● **Consegna**
Secondo l'estratto sulla disoccupazione, da chi sono generati soprattutto i posti di lavoro?

● **Estratto della fonte**
URGENZA IMPRESA

 

Attualmente i tassi di disoccupazione sono molto elevati ma, soprattutto, non potranno mai essere curati da una parziale e scarsa ripresa: possiamo in questo momento ipotizzare una crescita economica frazionaria (ipotizziamo un +0.5% ) che verrà sostenuta senza alcuna riduzione della disoccupazione, anzi, generando ulteriore crescita della stessa. In questo quadro purtroppo a me pare che sfugga a molti un particolare: i posti di lavoro sono generati soprattutto dalle aziende private, non da una fantomatica mano invisibile ministeriale o tanto meno dalla pubblica amministrazione come troppo spesso è accaduto in Italia. Credo sia necessario procedere per punti ed elaborare una proposta per migliorare l’attrattività del nostro sistema-Paese nei confronti di ogni genere di capitale.

● **Dati mostrati**
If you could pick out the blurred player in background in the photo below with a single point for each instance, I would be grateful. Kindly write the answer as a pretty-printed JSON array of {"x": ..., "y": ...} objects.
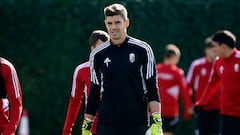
[
  {"x": 226, "y": 73},
  {"x": 171, "y": 83},
  {"x": 208, "y": 121},
  {"x": 81, "y": 84},
  {"x": 11, "y": 98}
]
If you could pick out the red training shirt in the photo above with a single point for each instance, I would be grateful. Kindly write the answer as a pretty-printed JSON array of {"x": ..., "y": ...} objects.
[
  {"x": 171, "y": 83},
  {"x": 226, "y": 73},
  {"x": 9, "y": 123},
  {"x": 80, "y": 87},
  {"x": 198, "y": 76}
]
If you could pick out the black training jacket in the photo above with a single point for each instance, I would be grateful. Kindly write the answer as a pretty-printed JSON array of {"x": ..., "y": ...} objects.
[{"x": 126, "y": 75}]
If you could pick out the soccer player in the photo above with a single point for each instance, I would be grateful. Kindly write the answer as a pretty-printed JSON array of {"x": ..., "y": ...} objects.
[
  {"x": 171, "y": 83},
  {"x": 208, "y": 121},
  {"x": 81, "y": 84},
  {"x": 226, "y": 73},
  {"x": 11, "y": 98},
  {"x": 125, "y": 68}
]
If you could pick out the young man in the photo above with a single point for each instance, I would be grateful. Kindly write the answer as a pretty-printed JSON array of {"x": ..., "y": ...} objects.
[
  {"x": 11, "y": 98},
  {"x": 125, "y": 68},
  {"x": 171, "y": 83},
  {"x": 208, "y": 121},
  {"x": 226, "y": 73},
  {"x": 81, "y": 84}
]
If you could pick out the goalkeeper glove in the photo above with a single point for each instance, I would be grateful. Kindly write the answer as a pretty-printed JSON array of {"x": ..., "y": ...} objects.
[
  {"x": 156, "y": 126},
  {"x": 86, "y": 127}
]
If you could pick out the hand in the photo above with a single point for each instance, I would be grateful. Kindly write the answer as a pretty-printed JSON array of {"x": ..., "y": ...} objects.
[
  {"x": 156, "y": 126},
  {"x": 86, "y": 127}
]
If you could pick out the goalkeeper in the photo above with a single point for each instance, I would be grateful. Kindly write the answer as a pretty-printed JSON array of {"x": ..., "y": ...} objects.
[{"x": 124, "y": 68}]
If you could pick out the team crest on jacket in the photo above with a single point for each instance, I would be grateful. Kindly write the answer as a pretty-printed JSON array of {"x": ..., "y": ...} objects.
[
  {"x": 203, "y": 71},
  {"x": 106, "y": 61},
  {"x": 236, "y": 67},
  {"x": 221, "y": 69},
  {"x": 132, "y": 57}
]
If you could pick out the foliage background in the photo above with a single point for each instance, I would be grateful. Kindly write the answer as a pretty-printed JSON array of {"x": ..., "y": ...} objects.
[{"x": 47, "y": 39}]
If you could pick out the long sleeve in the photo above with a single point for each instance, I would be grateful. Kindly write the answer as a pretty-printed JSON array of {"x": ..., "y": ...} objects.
[
  {"x": 149, "y": 72},
  {"x": 186, "y": 99},
  {"x": 94, "y": 94},
  {"x": 13, "y": 89}
]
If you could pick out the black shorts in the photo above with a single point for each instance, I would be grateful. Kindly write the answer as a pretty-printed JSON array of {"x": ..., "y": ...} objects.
[
  {"x": 121, "y": 130},
  {"x": 169, "y": 124},
  {"x": 230, "y": 125},
  {"x": 208, "y": 122}
]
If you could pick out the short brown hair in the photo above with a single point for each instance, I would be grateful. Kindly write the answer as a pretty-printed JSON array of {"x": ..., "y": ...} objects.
[
  {"x": 208, "y": 42},
  {"x": 116, "y": 9},
  {"x": 226, "y": 37},
  {"x": 98, "y": 34},
  {"x": 171, "y": 50}
]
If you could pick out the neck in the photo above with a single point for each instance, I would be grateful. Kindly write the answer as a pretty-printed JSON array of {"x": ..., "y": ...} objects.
[
  {"x": 228, "y": 53},
  {"x": 210, "y": 59}
]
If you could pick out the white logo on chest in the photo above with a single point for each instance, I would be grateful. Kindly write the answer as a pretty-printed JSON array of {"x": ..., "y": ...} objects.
[
  {"x": 132, "y": 57},
  {"x": 221, "y": 68},
  {"x": 236, "y": 67},
  {"x": 106, "y": 61}
]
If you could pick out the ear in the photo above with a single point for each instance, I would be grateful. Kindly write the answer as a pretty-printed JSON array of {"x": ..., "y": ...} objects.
[
  {"x": 105, "y": 22},
  {"x": 127, "y": 22}
]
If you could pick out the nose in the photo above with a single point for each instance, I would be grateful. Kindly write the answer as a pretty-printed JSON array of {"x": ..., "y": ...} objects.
[{"x": 113, "y": 26}]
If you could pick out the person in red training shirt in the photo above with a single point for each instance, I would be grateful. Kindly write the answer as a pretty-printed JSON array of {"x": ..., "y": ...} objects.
[
  {"x": 81, "y": 85},
  {"x": 226, "y": 74},
  {"x": 171, "y": 82},
  {"x": 208, "y": 121},
  {"x": 11, "y": 98}
]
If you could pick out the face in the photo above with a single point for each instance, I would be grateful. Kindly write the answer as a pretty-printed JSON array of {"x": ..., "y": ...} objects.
[
  {"x": 99, "y": 42},
  {"x": 220, "y": 49},
  {"x": 117, "y": 28},
  {"x": 211, "y": 53}
]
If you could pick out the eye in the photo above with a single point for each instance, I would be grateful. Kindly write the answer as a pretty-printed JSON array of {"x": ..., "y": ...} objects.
[{"x": 118, "y": 22}]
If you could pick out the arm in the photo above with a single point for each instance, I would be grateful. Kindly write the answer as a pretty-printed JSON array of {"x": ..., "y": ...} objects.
[
  {"x": 75, "y": 101},
  {"x": 95, "y": 86},
  {"x": 191, "y": 76},
  {"x": 13, "y": 89},
  {"x": 186, "y": 99}
]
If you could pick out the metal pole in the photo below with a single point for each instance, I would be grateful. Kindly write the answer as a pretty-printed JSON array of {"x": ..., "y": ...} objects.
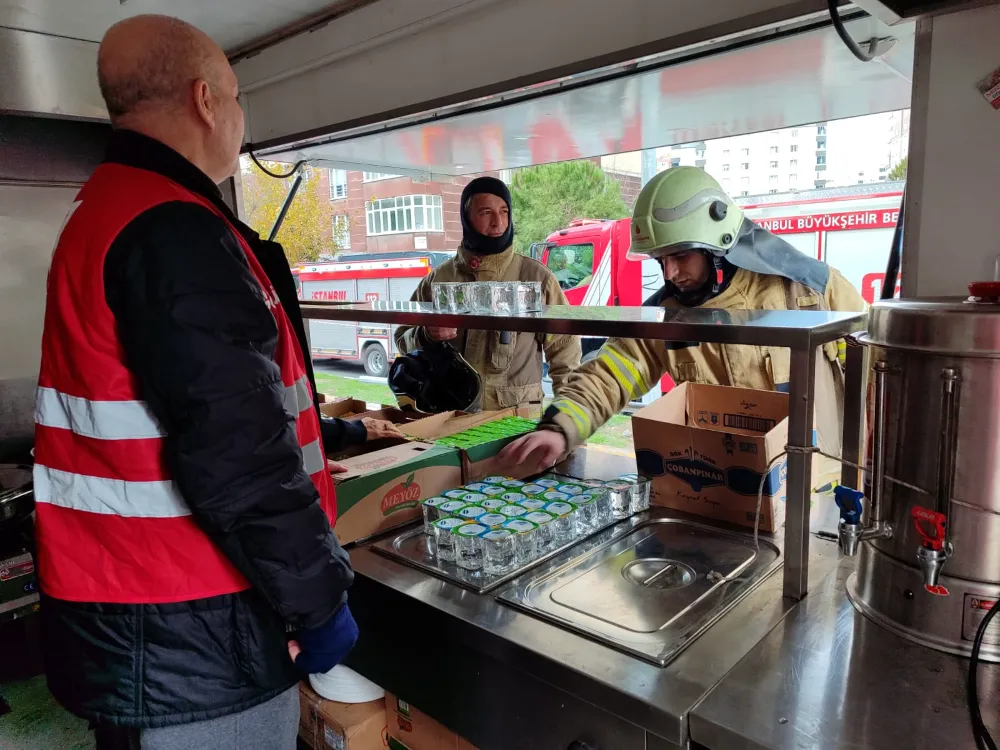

● **Risposta**
Soprattutto dalle aziende private.